Multitask, Concurrent Execution and OpenMP

In Simulink® you can configure your models to run on Multicore Target systems. Further details can be found in the MathWorks® documentation. Beckhoff targets usually offer a multi-core architecture, which can be used efficiently with TwinCAT 3. This is also possible with the TwinCAT Target for Simulink® as shown below.

A distinction is made in this description between Multitask, Concurrent Execution and OpenMP.

Multitask and Concurrent Execution

The following multirate system in Simulink® is considered for the descriptions of the options Multitask and Concurrent Execution. The model has an explicit and an implicit rate transition.

Multitask, Concurrent Execution and OpenMP 1:

Go to Configuration Parameters and select Solver. Here you can choose between:

Multitask, Concurrent Execution and OpenMP 2:

Treat each discrete rate as separate task: Multitask

If a TcCOM object is created with the Treat each discrete rate as separate task option enabled, you will get an object to which you can assign multiple task contexts. 3 tasks in this case.

Multitask, Concurrent Execution and OpenMP 3:

The inputs, outputs and all other DataAreas are divided into the different contexts, so there are 3 Input DataAreas and 3 Output DataAreas in this case.

Multitask, Concurrent Execution and OpenMP 4:

In this case, the cyclic tasks must all be placed on the same core. There is no parallel processing of the tasks.

The advantage over a TcCOM with only one task interface is that now not all calculations have to be completed within the fastest task cycle time (see Scheduling). If the above Simulink model were created with default setting without Treat each discrete rate as separate task, only one task with 10 ms (fastest task) would be linkable. This means that all calculations must be completed within this time. By distributing to multiple tasks on the same core, this rule is disabled because tasks can interrupt each other (see Priorities).

Multitask, Concurrent Execution and OpenMP 5:

Properties:

Scheduling Details:

The graphic below describes an example of how the computing times can be distributed. The hatched areas indicate that a task may not work during this time due to a higher priority task. The full blue area indicates that the task is working. Note that the surfaces have only been subsequently overlaid on the real-time monitor image to aid comprehension and are not real images.

Multitask, Concurrent Execution and OpenMP 6:

If cycle time overruns occur and scheduling cannot be adhered to, the execution of the respective task context is skipped until all relevant contexts are in the appropriate state. In the TcCOM object this behavior can be observed via the online parameter SkippedExecutionCount.

Allow tasks to execute concurrently on target: Concurrent Execution

If a TcCOM object is created with the Allow tasks to execute concurrently on target option enabled, you will get an object to which you can assign multiple task contexts. In this case, as in the example above, 3 tasks.

Again, the DataAreas are separated into the different contexts. The difference to the multitask object is that you can now distribute the tasks to different cores so that the processing is actually parallelized.

□ □ □

_Goal 1_: Summarize the Simulink multitasking text above in two sentences.
_Goal 2_: For each statement, say whether it agrees with the Simulink multitasking text, answering yes or no and quoting the deciding words: (a) With the Multitask option, the cyclic tasks can be placed on different cores. (b) Skipped executions in the TcCOM object can be observed through an online parameter. (c) The example model has only an explicit rate transition.
_Goal 3_: Reproduce the stretch of the Simulink multitasking text from "The graphic below" through "not real images.".

□ □ □

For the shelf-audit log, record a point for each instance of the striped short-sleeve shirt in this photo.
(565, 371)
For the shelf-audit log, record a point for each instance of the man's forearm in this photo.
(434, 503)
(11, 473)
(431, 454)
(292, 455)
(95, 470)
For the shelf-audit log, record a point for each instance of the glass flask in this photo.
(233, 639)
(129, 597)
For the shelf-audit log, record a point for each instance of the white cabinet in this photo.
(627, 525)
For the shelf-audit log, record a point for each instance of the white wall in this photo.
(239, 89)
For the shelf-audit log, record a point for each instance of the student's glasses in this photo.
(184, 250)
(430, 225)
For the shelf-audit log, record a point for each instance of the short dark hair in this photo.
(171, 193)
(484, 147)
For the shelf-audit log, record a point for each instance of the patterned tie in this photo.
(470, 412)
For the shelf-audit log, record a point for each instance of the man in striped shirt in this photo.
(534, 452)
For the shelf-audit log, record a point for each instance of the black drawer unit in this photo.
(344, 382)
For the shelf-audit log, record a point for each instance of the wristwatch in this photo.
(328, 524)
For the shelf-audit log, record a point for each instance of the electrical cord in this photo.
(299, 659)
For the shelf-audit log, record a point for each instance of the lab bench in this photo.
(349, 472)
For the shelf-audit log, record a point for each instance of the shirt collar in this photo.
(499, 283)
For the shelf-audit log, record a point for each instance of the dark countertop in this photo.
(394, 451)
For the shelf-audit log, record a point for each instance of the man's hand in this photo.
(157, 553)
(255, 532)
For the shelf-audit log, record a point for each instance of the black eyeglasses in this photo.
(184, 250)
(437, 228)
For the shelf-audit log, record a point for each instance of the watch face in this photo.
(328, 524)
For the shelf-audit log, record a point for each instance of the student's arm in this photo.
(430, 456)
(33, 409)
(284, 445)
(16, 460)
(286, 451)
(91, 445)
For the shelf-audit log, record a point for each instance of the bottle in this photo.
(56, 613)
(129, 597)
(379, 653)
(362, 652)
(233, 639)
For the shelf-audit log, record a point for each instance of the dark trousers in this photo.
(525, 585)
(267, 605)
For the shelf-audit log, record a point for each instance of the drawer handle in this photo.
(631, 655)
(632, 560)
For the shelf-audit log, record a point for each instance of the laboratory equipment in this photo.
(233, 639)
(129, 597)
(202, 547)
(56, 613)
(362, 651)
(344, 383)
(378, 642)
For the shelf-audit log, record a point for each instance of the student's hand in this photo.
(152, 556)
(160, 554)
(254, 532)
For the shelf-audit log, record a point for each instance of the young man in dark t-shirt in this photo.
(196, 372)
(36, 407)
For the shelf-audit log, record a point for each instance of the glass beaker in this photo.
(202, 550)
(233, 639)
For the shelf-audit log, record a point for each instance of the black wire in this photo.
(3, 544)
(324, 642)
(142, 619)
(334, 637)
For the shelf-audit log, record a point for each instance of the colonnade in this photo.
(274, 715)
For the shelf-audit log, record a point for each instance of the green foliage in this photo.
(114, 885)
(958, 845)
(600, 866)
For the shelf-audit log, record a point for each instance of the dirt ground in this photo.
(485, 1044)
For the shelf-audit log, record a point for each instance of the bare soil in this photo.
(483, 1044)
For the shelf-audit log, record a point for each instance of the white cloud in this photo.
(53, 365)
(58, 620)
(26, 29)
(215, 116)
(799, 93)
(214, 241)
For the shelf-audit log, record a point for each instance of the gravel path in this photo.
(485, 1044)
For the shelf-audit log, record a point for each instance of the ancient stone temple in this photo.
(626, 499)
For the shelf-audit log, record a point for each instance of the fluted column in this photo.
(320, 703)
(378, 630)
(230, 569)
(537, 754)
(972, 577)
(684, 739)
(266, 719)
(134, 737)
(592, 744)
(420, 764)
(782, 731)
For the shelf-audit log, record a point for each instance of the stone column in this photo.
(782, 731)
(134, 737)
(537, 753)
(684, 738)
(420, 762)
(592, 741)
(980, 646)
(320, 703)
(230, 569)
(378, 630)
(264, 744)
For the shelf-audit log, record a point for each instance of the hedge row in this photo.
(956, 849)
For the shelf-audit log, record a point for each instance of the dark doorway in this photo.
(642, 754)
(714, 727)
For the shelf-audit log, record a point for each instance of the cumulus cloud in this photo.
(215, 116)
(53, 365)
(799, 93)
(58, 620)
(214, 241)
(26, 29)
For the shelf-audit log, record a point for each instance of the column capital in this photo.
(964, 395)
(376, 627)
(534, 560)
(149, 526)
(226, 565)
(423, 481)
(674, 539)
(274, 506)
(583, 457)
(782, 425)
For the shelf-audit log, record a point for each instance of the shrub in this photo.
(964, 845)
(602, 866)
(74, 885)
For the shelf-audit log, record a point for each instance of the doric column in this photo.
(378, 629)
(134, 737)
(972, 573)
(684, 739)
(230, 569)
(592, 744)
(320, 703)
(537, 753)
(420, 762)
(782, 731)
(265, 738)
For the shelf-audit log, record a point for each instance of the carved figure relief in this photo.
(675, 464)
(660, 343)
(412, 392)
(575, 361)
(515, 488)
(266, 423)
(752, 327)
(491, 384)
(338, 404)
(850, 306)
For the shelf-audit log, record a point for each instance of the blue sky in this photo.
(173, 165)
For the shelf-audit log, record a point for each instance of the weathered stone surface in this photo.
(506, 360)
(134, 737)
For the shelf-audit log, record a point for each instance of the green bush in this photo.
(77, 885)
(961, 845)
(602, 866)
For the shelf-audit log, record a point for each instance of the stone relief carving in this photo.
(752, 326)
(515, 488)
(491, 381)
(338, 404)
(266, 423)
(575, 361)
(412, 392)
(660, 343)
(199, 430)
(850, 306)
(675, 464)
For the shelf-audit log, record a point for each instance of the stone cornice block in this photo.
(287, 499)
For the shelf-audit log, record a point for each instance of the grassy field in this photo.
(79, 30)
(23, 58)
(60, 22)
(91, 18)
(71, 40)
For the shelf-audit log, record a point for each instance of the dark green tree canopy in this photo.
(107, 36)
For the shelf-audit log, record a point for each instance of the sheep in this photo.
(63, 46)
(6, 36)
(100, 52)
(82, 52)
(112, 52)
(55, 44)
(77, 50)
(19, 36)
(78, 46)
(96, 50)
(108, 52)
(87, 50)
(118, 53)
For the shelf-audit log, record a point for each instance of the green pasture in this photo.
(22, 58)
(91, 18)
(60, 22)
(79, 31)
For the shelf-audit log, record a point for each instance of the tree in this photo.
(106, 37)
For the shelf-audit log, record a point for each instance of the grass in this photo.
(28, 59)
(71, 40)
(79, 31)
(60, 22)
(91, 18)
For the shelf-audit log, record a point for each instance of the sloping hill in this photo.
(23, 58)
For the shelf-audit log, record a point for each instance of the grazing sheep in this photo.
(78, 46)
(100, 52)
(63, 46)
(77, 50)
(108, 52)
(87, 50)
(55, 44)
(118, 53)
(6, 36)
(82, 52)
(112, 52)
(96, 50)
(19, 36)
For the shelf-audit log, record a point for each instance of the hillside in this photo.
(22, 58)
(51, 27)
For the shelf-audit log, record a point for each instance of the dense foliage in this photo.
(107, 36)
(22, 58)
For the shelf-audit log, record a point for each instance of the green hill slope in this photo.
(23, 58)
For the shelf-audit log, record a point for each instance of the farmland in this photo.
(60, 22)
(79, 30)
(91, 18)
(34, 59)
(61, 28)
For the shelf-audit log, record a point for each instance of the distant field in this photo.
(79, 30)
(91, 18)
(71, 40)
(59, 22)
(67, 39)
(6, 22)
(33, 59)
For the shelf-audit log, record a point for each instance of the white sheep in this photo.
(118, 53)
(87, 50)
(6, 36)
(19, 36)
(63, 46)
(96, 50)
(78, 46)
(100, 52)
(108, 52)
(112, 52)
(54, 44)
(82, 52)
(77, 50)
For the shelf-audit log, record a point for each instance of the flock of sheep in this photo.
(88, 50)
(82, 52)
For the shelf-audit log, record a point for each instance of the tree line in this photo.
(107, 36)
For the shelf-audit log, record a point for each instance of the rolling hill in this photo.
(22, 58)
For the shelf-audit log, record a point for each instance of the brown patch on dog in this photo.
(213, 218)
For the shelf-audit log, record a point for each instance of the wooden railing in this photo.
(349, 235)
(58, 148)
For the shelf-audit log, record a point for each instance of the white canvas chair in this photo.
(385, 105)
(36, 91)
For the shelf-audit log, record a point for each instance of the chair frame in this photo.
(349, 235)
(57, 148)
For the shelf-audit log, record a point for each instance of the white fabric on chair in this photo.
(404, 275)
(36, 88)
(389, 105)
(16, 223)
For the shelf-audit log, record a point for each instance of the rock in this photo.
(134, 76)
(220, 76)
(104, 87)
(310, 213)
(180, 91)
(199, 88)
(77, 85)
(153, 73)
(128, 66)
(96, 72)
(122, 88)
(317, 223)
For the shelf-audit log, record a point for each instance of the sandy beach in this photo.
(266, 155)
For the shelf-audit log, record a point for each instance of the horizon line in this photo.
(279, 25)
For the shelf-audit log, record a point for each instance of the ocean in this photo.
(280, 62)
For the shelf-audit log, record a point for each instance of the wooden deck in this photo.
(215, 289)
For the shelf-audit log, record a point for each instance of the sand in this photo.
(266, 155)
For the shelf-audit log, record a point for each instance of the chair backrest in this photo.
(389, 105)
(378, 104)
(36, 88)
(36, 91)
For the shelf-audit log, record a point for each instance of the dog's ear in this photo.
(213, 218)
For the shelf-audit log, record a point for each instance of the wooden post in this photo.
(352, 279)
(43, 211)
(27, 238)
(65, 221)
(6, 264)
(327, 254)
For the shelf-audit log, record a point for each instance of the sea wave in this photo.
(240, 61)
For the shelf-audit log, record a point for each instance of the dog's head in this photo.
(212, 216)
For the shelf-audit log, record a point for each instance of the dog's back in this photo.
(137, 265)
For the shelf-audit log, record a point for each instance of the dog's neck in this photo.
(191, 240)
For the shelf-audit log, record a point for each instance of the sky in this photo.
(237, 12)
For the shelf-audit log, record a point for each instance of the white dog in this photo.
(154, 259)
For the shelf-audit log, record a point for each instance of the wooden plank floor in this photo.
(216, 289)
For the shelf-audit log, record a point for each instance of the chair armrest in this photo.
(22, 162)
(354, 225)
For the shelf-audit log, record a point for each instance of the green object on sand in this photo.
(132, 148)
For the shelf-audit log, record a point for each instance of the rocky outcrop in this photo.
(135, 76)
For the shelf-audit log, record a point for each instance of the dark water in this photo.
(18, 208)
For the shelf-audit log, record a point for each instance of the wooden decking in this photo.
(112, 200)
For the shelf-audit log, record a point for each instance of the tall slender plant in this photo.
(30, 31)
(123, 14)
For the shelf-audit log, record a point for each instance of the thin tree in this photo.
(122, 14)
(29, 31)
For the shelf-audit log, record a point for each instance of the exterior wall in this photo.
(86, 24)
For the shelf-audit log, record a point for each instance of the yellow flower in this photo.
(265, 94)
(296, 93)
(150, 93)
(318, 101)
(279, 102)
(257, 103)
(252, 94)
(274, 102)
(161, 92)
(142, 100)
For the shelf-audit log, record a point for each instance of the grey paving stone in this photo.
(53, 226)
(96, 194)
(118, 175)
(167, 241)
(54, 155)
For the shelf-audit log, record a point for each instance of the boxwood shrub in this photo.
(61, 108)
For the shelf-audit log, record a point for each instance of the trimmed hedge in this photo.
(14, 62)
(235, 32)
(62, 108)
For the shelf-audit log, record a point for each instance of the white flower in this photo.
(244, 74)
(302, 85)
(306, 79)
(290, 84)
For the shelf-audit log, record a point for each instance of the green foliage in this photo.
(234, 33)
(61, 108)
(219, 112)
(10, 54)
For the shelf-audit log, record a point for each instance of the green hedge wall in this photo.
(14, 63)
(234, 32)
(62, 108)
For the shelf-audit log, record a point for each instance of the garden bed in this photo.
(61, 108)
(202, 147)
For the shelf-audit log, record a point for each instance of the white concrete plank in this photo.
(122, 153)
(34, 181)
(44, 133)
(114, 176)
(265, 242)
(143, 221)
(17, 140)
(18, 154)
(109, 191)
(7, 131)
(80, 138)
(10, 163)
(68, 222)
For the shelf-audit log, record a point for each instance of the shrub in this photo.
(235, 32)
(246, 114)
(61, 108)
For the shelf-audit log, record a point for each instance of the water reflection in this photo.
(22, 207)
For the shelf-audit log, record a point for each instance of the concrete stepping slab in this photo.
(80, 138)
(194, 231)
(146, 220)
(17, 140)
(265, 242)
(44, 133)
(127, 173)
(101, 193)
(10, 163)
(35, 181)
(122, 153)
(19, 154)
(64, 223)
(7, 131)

□ □ □

_Full answer 1_: Beckhoff targets usually have a multi-core architecture that can be used with the TwinCAT Target for Simulink, and the text distinguishes between Multitask, Concurrent Execution and OpenMP. With the Multitask option, a TcCOM object gets multiple task contexts that must all run on the same core without parallel processing, while with Concurrent Execution the tasks can be distributed to different cores so that processing is actually parallelized.

_Full answer 2_:
(a) No: "In this case, the cyclic tasks must all be placed on the same core."
(b) Yes: "In the TcCOM object this behavior can be observed via the online parameter SkippedExecutionCount."
(c) No: "The model has an explicit and an implicit rate transition."

_Full answer 3_:
The graphic below describes an example of how the computing times can be distributed. The hatched areas indicate that a task may not work during this time due to a higher priority task. The full blue area indicates that the task is working. Note that the surfaces have only been subsequently overlaid on the real-time monitor image to aid comprehension and are not real images.